The Quiet Expansion of Public Order Powers

The trouble starts in Part 7. The Act gives police new discretionary powers to manage "protest activity likely to cause serious disruption." The definition of "serious disruption" is broad. Too broad. It is the kind of language that, in the wrong hands, ends up being applied to a peaceful demonstration outside a council chamber and not to a coordinated road block on the M25.

This matters because we have just lived through two years of two-tier policing. The country watched, week after week, as one set of protestors were waved through while another set were arrested for silently holding a sign. The new Act does not fix that. It just gives the same chief constables more discretion. More discretion exercised by the same culture produces the same result.

What the Act Doesn't Do

It does nothing about non-crime hate incidents — the bureaucratic invention that has police officers ringing pensioners over Facebook posts while burglaries go uninvestigated. It does nothing about the College of Policing's diversity training programmes that consume officer hours that should be on the street. It does nothing about the fact that, in 2025, more police time was spent policing speech than policing shoplifting.

Above all, it does nothing to restore neighbourhood policing. There is no statutory requirement for a minimum officer presence per ward. No commitment that a 999 call gets a response within a defined window. The Act gives the police more powers without forcing them to use the ones they already have.

+++

Extend the piece on public order powers above with a further passage that picks up after its final sentence. You will not need the records.

+++

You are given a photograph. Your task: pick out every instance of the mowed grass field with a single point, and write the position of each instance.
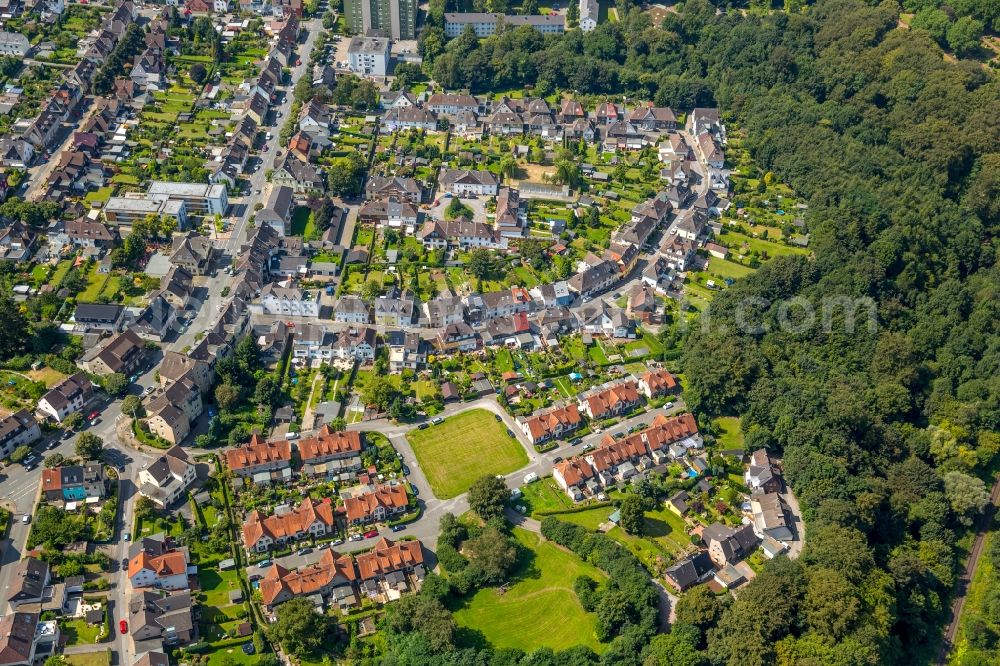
(464, 448)
(540, 608)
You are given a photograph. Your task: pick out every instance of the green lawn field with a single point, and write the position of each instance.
(540, 609)
(464, 448)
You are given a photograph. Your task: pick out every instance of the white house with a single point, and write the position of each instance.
(167, 478)
(69, 396)
(277, 300)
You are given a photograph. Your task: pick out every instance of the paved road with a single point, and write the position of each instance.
(958, 604)
(208, 310)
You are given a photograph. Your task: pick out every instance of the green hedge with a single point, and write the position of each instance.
(575, 509)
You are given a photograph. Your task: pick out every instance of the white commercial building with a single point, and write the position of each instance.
(369, 56)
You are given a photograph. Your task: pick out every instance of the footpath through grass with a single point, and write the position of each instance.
(539, 609)
(463, 448)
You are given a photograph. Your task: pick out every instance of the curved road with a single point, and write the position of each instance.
(948, 641)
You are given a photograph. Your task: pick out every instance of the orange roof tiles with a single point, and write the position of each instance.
(168, 564)
(258, 452)
(329, 443)
(607, 400)
(308, 580)
(541, 425)
(574, 471)
(659, 381)
(287, 525)
(389, 557)
(362, 506)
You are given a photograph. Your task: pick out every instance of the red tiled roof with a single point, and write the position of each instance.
(288, 524)
(329, 443)
(362, 506)
(388, 557)
(258, 452)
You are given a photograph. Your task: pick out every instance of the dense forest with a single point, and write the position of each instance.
(887, 425)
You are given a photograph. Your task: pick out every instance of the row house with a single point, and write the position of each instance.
(18, 429)
(511, 218)
(352, 310)
(298, 174)
(378, 505)
(610, 401)
(395, 187)
(260, 461)
(458, 337)
(396, 309)
(462, 233)
(409, 118)
(288, 301)
(465, 182)
(401, 215)
(310, 519)
(314, 342)
(333, 576)
(494, 304)
(407, 351)
(172, 410)
(443, 311)
(331, 454)
(166, 479)
(452, 104)
(595, 278)
(553, 423)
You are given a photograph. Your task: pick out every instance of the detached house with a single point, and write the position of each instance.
(728, 545)
(30, 577)
(167, 478)
(67, 397)
(762, 474)
(655, 383)
(168, 571)
(74, 483)
(311, 518)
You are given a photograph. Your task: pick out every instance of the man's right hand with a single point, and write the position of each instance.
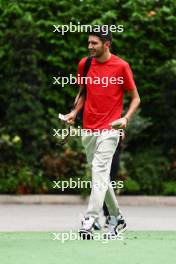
(70, 118)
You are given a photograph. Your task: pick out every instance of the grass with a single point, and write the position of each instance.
(140, 247)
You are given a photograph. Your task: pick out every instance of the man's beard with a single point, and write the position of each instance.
(97, 54)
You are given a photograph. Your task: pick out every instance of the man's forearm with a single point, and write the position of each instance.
(132, 108)
(79, 104)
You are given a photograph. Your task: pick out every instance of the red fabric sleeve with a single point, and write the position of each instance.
(128, 80)
(80, 70)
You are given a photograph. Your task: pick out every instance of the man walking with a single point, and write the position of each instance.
(103, 106)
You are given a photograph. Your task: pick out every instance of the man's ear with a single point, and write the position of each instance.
(107, 44)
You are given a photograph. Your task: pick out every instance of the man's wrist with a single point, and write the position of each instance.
(127, 119)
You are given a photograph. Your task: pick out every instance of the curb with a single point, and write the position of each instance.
(76, 199)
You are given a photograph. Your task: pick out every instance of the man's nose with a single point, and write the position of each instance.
(90, 46)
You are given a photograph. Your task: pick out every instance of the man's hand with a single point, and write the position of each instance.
(119, 123)
(70, 118)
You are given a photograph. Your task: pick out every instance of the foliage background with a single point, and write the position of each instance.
(31, 54)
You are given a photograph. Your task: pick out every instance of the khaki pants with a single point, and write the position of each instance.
(99, 151)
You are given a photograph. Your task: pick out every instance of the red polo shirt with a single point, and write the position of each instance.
(104, 99)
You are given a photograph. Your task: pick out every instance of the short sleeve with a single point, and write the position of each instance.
(80, 70)
(128, 79)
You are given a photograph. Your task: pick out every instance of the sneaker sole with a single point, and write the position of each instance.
(86, 235)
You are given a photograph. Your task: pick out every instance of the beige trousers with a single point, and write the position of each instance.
(99, 151)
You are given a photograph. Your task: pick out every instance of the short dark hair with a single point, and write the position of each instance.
(100, 32)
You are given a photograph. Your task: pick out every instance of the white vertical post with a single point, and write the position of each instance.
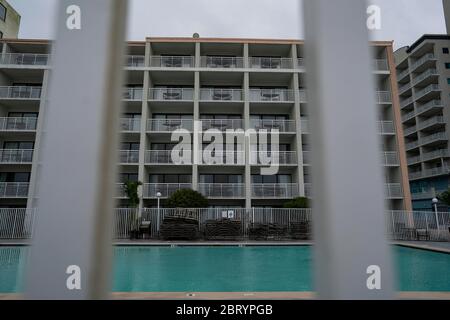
(348, 197)
(75, 182)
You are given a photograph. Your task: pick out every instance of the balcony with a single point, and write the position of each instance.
(275, 191)
(424, 93)
(130, 125)
(226, 95)
(386, 127)
(18, 124)
(276, 158)
(26, 59)
(15, 156)
(172, 62)
(222, 124)
(383, 97)
(166, 189)
(20, 92)
(14, 189)
(169, 125)
(165, 157)
(222, 190)
(270, 63)
(132, 94)
(129, 156)
(431, 123)
(394, 191)
(171, 94)
(135, 61)
(283, 126)
(441, 153)
(421, 61)
(271, 95)
(380, 65)
(390, 159)
(217, 62)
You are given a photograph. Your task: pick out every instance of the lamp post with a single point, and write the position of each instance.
(435, 202)
(158, 196)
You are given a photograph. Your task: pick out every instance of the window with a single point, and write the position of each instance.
(2, 13)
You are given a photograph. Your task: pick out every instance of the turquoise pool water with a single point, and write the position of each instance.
(162, 269)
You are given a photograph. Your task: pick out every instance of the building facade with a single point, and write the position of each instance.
(172, 83)
(9, 21)
(424, 80)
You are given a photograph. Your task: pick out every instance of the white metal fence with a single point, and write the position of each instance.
(17, 223)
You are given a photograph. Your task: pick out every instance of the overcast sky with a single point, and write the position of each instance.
(403, 21)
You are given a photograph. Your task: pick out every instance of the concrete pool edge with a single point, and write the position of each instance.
(305, 295)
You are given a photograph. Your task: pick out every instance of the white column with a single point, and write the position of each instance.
(348, 194)
(79, 154)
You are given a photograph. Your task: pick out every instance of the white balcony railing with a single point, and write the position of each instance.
(276, 190)
(14, 189)
(28, 59)
(166, 189)
(280, 125)
(221, 124)
(135, 61)
(16, 155)
(221, 62)
(394, 191)
(130, 124)
(128, 156)
(270, 63)
(171, 94)
(20, 92)
(171, 61)
(222, 190)
(271, 95)
(132, 93)
(169, 125)
(220, 94)
(165, 157)
(279, 157)
(18, 124)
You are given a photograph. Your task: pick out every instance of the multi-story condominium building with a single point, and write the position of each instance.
(173, 82)
(423, 74)
(9, 21)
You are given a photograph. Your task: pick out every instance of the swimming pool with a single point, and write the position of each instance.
(233, 269)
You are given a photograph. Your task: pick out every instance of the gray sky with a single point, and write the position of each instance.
(403, 21)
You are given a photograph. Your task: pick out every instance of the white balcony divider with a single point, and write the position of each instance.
(14, 189)
(130, 124)
(132, 93)
(171, 61)
(135, 61)
(166, 189)
(280, 125)
(383, 97)
(28, 59)
(20, 92)
(222, 124)
(165, 157)
(270, 63)
(18, 124)
(279, 157)
(221, 62)
(271, 95)
(16, 155)
(222, 190)
(169, 125)
(220, 94)
(171, 94)
(128, 156)
(274, 190)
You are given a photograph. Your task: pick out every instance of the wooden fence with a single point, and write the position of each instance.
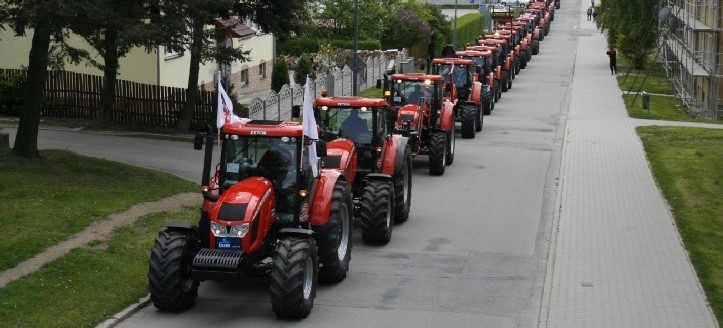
(75, 95)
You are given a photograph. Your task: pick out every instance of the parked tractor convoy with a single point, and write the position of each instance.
(269, 210)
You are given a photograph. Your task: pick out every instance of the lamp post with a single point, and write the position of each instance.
(354, 68)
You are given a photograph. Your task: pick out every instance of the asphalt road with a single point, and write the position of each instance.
(474, 251)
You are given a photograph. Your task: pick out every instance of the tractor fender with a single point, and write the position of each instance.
(341, 155)
(476, 95)
(393, 160)
(251, 201)
(447, 117)
(321, 202)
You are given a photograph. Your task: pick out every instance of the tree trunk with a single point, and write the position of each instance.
(26, 140)
(185, 116)
(110, 74)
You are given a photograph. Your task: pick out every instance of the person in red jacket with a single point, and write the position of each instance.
(613, 60)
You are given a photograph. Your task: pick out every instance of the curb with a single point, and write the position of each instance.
(125, 313)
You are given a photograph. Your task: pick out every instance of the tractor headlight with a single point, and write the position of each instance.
(239, 231)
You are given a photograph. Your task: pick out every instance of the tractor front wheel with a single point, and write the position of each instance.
(335, 243)
(467, 116)
(437, 153)
(451, 144)
(403, 189)
(169, 272)
(294, 274)
(377, 204)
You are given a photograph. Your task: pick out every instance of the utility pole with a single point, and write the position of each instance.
(354, 68)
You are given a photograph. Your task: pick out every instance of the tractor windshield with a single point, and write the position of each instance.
(410, 92)
(274, 158)
(460, 75)
(346, 122)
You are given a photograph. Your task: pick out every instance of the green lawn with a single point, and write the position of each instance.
(46, 201)
(88, 285)
(687, 166)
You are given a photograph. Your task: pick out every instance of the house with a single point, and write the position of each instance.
(164, 67)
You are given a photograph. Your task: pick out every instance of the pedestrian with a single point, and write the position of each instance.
(613, 60)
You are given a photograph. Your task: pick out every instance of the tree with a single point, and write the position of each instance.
(48, 19)
(304, 67)
(280, 75)
(628, 26)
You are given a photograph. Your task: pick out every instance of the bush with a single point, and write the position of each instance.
(280, 75)
(304, 67)
(12, 88)
(299, 46)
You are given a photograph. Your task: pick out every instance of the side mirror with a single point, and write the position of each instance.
(198, 141)
(320, 148)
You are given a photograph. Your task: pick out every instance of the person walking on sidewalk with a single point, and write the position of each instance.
(613, 60)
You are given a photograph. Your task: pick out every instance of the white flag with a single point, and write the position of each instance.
(224, 111)
(308, 127)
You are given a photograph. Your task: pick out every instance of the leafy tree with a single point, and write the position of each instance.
(280, 75)
(630, 27)
(48, 19)
(304, 67)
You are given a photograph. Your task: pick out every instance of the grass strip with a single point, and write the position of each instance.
(43, 202)
(86, 286)
(687, 166)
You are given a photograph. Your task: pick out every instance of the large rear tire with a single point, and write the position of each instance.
(451, 144)
(437, 153)
(505, 81)
(169, 271)
(403, 189)
(294, 274)
(335, 242)
(377, 204)
(467, 116)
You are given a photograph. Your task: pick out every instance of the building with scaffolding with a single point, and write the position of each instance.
(690, 47)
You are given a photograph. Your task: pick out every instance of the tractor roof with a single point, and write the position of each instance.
(264, 128)
(455, 61)
(416, 77)
(350, 102)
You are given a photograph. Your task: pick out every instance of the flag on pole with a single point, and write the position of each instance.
(224, 111)
(308, 127)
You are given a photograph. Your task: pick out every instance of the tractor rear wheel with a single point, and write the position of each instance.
(335, 243)
(487, 102)
(403, 189)
(437, 153)
(467, 116)
(169, 272)
(377, 204)
(504, 81)
(294, 273)
(451, 144)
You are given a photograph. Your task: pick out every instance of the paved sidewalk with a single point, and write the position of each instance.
(618, 258)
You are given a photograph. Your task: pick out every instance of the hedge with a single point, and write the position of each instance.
(299, 46)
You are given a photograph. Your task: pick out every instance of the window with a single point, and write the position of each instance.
(245, 76)
(262, 71)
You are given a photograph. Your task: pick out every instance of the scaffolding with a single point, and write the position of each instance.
(690, 36)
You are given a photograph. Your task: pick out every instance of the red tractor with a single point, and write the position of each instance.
(462, 89)
(505, 58)
(483, 71)
(264, 213)
(424, 116)
(376, 162)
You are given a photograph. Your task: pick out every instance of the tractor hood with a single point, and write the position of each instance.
(243, 201)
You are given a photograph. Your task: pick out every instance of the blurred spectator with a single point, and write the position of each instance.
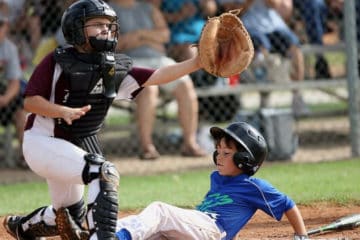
(143, 35)
(186, 19)
(314, 15)
(10, 82)
(270, 33)
(336, 7)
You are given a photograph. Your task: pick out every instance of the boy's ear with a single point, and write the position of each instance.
(214, 156)
(242, 160)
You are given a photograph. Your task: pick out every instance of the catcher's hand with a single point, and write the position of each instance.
(68, 228)
(225, 47)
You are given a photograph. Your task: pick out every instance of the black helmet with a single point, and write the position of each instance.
(75, 16)
(250, 139)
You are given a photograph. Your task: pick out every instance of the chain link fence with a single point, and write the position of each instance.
(323, 133)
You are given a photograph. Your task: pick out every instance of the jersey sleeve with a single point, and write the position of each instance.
(41, 80)
(269, 199)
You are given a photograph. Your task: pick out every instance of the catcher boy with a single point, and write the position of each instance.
(68, 96)
(233, 198)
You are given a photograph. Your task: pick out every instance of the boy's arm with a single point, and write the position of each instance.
(296, 221)
(172, 72)
(12, 91)
(42, 107)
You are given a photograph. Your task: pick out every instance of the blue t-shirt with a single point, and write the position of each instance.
(232, 201)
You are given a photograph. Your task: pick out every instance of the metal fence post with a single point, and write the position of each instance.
(9, 156)
(352, 75)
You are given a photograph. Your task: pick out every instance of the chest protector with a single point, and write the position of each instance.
(92, 79)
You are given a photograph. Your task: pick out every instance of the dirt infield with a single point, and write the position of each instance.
(262, 226)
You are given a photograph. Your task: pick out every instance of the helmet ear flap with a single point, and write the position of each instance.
(243, 160)
(214, 156)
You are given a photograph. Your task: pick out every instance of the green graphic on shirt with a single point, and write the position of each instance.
(213, 200)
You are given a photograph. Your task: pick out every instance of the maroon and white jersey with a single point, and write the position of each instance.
(47, 81)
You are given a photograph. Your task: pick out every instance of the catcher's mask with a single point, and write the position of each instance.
(74, 18)
(249, 139)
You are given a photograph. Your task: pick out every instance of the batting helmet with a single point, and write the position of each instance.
(75, 16)
(250, 139)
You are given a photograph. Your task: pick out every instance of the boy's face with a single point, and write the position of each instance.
(224, 160)
(101, 28)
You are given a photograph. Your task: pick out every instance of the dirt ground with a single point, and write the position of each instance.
(262, 226)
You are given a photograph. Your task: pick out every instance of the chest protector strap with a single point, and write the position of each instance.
(92, 79)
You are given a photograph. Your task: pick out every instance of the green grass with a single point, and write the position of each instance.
(306, 183)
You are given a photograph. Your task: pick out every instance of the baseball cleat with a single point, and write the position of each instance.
(11, 224)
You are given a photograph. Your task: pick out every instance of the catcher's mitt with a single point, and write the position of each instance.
(225, 47)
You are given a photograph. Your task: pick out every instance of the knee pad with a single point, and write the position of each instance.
(38, 228)
(92, 159)
(78, 212)
(104, 209)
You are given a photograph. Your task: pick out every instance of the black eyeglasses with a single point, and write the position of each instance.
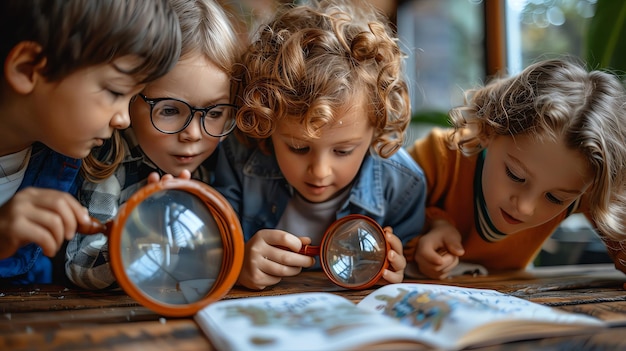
(171, 116)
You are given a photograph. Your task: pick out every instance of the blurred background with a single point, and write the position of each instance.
(454, 45)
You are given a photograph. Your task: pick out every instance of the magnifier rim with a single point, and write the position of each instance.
(233, 241)
(324, 248)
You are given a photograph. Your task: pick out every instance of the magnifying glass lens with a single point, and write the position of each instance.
(355, 253)
(172, 248)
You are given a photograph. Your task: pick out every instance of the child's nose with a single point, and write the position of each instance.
(121, 119)
(320, 167)
(194, 129)
(526, 204)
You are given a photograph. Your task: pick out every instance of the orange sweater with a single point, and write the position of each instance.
(450, 189)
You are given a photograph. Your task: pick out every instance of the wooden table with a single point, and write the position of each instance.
(57, 318)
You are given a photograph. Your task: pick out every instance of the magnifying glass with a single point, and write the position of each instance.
(175, 246)
(353, 252)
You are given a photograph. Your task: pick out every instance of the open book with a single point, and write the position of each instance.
(439, 316)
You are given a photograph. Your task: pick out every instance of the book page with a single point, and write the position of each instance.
(305, 321)
(451, 317)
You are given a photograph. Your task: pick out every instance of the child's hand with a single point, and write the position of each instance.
(438, 251)
(42, 216)
(397, 262)
(154, 177)
(270, 255)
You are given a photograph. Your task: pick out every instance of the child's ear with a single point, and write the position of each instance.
(485, 140)
(22, 65)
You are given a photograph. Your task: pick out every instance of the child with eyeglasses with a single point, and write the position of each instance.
(177, 122)
(326, 105)
(70, 68)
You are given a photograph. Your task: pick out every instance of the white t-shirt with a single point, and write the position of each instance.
(12, 169)
(304, 218)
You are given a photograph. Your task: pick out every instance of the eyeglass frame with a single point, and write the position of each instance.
(193, 109)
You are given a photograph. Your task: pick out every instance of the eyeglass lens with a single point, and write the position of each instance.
(173, 116)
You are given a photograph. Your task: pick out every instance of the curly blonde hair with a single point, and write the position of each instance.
(312, 60)
(558, 99)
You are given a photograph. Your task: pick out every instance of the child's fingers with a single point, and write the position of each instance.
(396, 261)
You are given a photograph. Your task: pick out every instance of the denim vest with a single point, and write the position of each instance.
(391, 191)
(46, 169)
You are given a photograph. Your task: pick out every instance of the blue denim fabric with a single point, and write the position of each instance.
(46, 169)
(391, 191)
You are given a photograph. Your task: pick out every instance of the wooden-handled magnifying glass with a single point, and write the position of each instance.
(353, 252)
(175, 246)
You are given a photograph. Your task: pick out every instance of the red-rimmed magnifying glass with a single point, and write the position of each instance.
(175, 246)
(353, 252)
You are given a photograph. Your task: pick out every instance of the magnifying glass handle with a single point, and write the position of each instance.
(308, 250)
(94, 227)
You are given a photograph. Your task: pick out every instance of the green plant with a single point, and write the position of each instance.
(435, 117)
(606, 36)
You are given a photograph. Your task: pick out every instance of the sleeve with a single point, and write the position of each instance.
(407, 207)
(437, 161)
(87, 256)
(229, 172)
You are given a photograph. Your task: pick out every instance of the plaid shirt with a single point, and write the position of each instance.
(87, 256)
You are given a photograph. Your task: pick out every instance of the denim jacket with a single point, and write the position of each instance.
(46, 169)
(391, 191)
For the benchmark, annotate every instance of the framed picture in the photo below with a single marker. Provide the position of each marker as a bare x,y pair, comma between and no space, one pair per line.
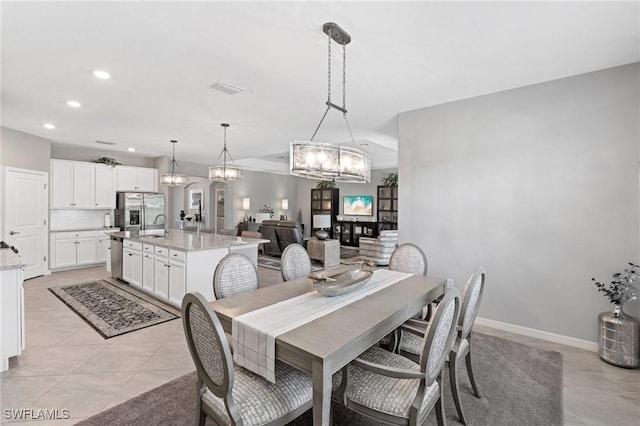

+++

**Result for this task:**
What Reform UK Would Do

Reform UK would scrap non-crime hate incidents in their entirety. We would mandate that every burglary receives a police visit and a forensic attempt at investigation — not a crime number issued over the phone and a closed file. We would restore properly funded neighbourhood policing teams with named officers per ward, accountable to the local council and the local public.

We would also legislate explicitly against two-tier enforcement. The same rules, applied to the same conduct, regardless of the cause being protested. That is what equal treatment under the law actually means.

The Crime and Policing Act 2026 has some good ideas in it. It is also a missed chance. Until policing in this country is depoliticised and refocused on the basics, no Act of Parliament will fix the gap between what the public expect and what they get.